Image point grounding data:
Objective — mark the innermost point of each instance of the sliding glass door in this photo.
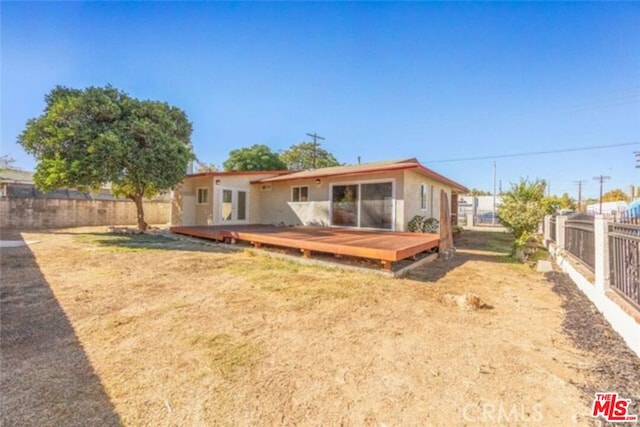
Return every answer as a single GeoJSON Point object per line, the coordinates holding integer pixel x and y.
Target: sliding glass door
{"type": "Point", "coordinates": [376, 205]}
{"type": "Point", "coordinates": [344, 202]}
{"type": "Point", "coordinates": [365, 205]}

_HOW TO COMPLETE THIS TASK:_ Only an exact copy of the records, free of images, belongs in the answer.

_SOLUTION:_
Objective — mark the innermost point of each instance of the sliding glass door in this photo.
Return every answer as a single GeoJSON Point object per line, the coordinates holding integer pixel x and y.
Target: sliding glass door
{"type": "Point", "coordinates": [376, 205]}
{"type": "Point", "coordinates": [344, 202]}
{"type": "Point", "coordinates": [365, 205]}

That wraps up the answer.